■ Input records
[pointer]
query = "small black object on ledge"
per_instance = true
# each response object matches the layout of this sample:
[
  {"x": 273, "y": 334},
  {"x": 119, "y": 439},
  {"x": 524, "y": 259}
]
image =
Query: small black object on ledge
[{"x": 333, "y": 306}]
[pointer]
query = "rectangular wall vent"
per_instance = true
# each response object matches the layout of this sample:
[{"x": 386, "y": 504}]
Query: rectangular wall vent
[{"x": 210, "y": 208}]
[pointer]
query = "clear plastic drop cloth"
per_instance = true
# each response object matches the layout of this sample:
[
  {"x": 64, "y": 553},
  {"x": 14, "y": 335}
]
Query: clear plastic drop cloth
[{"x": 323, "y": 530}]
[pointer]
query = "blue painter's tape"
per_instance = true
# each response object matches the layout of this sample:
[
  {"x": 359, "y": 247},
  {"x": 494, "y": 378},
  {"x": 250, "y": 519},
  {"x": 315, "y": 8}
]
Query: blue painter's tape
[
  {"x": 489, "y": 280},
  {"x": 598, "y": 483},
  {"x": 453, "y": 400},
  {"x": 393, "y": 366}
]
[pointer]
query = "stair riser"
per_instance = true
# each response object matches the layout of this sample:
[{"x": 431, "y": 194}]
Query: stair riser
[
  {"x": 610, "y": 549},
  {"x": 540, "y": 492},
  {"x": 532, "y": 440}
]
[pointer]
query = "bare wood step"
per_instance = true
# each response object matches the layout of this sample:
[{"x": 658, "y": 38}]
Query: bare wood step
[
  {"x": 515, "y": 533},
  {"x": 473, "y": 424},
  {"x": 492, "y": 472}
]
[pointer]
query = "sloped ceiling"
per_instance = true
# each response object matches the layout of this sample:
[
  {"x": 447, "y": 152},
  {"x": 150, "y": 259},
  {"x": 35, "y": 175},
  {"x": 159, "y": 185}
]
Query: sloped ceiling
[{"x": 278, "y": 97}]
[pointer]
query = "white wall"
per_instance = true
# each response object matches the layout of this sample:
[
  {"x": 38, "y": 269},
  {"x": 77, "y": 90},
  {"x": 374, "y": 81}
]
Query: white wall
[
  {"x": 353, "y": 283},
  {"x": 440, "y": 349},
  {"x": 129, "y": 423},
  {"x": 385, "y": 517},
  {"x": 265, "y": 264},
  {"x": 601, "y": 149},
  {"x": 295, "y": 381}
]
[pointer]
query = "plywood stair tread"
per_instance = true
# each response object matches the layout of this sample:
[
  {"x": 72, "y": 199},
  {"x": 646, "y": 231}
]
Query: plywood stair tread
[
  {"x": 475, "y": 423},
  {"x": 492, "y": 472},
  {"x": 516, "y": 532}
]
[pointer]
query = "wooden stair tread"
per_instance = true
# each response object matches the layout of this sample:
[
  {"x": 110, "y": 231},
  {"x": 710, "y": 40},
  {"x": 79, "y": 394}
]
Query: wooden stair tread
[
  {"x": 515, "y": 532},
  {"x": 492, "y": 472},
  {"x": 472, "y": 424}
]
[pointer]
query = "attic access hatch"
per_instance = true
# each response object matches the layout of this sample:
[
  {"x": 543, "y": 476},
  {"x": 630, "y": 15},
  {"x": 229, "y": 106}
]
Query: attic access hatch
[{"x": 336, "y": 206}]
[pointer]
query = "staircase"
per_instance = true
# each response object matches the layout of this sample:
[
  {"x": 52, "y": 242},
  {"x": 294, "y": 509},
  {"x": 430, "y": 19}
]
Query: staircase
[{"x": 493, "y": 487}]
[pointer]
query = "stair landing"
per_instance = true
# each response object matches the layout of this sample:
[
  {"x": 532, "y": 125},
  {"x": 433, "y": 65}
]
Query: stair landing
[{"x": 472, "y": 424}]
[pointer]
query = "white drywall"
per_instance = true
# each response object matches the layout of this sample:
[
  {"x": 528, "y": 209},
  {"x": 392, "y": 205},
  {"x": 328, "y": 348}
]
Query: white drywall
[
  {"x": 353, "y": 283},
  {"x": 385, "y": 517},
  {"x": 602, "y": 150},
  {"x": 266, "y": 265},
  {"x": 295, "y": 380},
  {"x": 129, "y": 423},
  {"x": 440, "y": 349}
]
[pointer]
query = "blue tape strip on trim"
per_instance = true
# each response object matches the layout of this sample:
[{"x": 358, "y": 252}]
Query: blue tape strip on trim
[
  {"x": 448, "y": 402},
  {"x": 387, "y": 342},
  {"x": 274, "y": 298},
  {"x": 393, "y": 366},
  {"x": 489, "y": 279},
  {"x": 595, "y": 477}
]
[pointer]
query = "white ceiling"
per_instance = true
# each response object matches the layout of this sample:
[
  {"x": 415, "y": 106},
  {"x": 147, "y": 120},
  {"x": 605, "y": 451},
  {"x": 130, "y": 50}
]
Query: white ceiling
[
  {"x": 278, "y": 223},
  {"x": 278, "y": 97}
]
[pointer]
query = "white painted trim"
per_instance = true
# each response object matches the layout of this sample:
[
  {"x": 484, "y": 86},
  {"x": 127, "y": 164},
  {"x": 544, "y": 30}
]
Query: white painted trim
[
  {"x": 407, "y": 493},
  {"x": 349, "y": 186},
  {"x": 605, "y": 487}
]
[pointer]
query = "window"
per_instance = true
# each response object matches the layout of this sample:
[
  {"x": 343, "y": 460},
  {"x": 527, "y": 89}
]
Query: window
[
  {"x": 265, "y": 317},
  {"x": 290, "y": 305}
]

■ Aim
Write out the data again, exactly and in full.

■ Output for this task
[pointer]
query = "small black object on ledge"
per_instance = true
# each response object matches the layout of this sample:
[
  {"x": 273, "y": 334},
  {"x": 119, "y": 439},
  {"x": 524, "y": 259}
]
image =
Query: small black object on ledge
[{"x": 333, "y": 306}]
[pointer]
query = "rectangular wall vent"
per_instance = true
# each response object matches the layout of this sample:
[{"x": 386, "y": 504}]
Query: rectangular wall vent
[{"x": 210, "y": 208}]
[pointer]
query = "clear plastic drop cloth"
per_instance = true
# each response object matches the layout of this sample:
[
  {"x": 64, "y": 553},
  {"x": 14, "y": 335}
]
Query: clear plastic drop cloth
[{"x": 323, "y": 530}]
[pointer]
query = "blue painter's tape"
per_instance = true
# each response object matches the layout of this sample:
[
  {"x": 359, "y": 247},
  {"x": 494, "y": 378},
  {"x": 250, "y": 519},
  {"x": 315, "y": 8}
]
Query: blue painter's tape
[
  {"x": 489, "y": 280},
  {"x": 598, "y": 483},
  {"x": 453, "y": 400},
  {"x": 393, "y": 366}
]
[pointer]
query = "stair riser"
per_instance = true
# each response object matches the layout of this sample:
[{"x": 431, "y": 194}]
Query: stair riser
[
  {"x": 610, "y": 549},
  {"x": 540, "y": 492},
  {"x": 532, "y": 440}
]
[pointer]
query = "bare wood step"
per_instance = true
# each response object matches the layout of this sample:
[{"x": 658, "y": 38}]
Query: bare wood step
[
  {"x": 515, "y": 533},
  {"x": 473, "y": 424},
  {"x": 492, "y": 472}
]
[pointer]
query = "sloped ceiling"
per_instance = true
# each response object matches the layout of this sample:
[
  {"x": 447, "y": 152},
  {"x": 150, "y": 259},
  {"x": 35, "y": 175},
  {"x": 159, "y": 185}
]
Query: sloped ceiling
[{"x": 278, "y": 97}]
[pointer]
query = "white wall"
per_instance = true
# each response object matches the layout of this sample:
[
  {"x": 38, "y": 269},
  {"x": 77, "y": 90},
  {"x": 374, "y": 81}
]
Query: white wall
[
  {"x": 353, "y": 283},
  {"x": 440, "y": 349},
  {"x": 129, "y": 423},
  {"x": 385, "y": 517},
  {"x": 265, "y": 264},
  {"x": 601, "y": 149},
  {"x": 295, "y": 381}
]
[pointer]
query = "plywood stair tread"
per_instance = true
# each response object matches the layout of this sample:
[
  {"x": 72, "y": 199},
  {"x": 646, "y": 231}
]
Query: plywood stair tread
[
  {"x": 475, "y": 423},
  {"x": 492, "y": 472},
  {"x": 516, "y": 532}
]
[pointer]
query = "wooden stair tread"
per_instance = true
# each response object matches the layout of this sample:
[
  {"x": 110, "y": 231},
  {"x": 710, "y": 40},
  {"x": 79, "y": 394}
]
Query: wooden stair tread
[
  {"x": 515, "y": 532},
  {"x": 492, "y": 472},
  {"x": 472, "y": 424}
]
[pointer]
query = "attic access hatch"
per_instance = true
# each response object matches the layout of this sample:
[
  {"x": 543, "y": 476},
  {"x": 630, "y": 15},
  {"x": 229, "y": 106}
]
Query: attic access hatch
[{"x": 336, "y": 206}]
[pointer]
query = "staircase"
per_instance = true
# each response object matches the layout of this sample:
[
  {"x": 52, "y": 242},
  {"x": 294, "y": 509},
  {"x": 430, "y": 19}
]
Query: staircase
[{"x": 493, "y": 487}]
[pointer]
query = "stair landing"
per_instance = true
# each response object matches the layout of this sample:
[
  {"x": 532, "y": 125},
  {"x": 433, "y": 65}
]
Query: stair landing
[{"x": 472, "y": 424}]
[pointer]
query = "white drywall"
per_instance = true
# each response object matches the layout of this sample:
[
  {"x": 528, "y": 209},
  {"x": 392, "y": 205},
  {"x": 328, "y": 348}
]
Query: white drywall
[
  {"x": 353, "y": 283},
  {"x": 385, "y": 517},
  {"x": 602, "y": 150},
  {"x": 266, "y": 265},
  {"x": 295, "y": 380},
  {"x": 129, "y": 423},
  {"x": 440, "y": 349}
]
[pointer]
query = "blue tape strip on trim"
per_instance = true
# each response object matches the layout of this sample:
[{"x": 358, "y": 252}]
Query: blue tape strip on trim
[
  {"x": 448, "y": 402},
  {"x": 387, "y": 342},
  {"x": 274, "y": 298},
  {"x": 393, "y": 366},
  {"x": 489, "y": 279},
  {"x": 595, "y": 477}
]
[pointer]
query = "white ceiling"
per_instance = true
# each response object matches the layout of this sample:
[
  {"x": 415, "y": 106},
  {"x": 147, "y": 120},
  {"x": 605, "y": 451},
  {"x": 130, "y": 50}
]
Query: white ceiling
[
  {"x": 278, "y": 223},
  {"x": 278, "y": 97}
]
[pointer]
query = "white painted trim"
per_instance = true
# each response object matches the layout of this sample:
[
  {"x": 484, "y": 86},
  {"x": 127, "y": 164},
  {"x": 544, "y": 30}
]
Query: white painted trim
[
  {"x": 407, "y": 493},
  {"x": 349, "y": 186},
  {"x": 605, "y": 487}
]
[pointer]
query = "window"
per_instance = true
# each response object matches the layout of this sample:
[
  {"x": 343, "y": 460},
  {"x": 527, "y": 89}
]
Query: window
[
  {"x": 265, "y": 317},
  {"x": 290, "y": 305}
]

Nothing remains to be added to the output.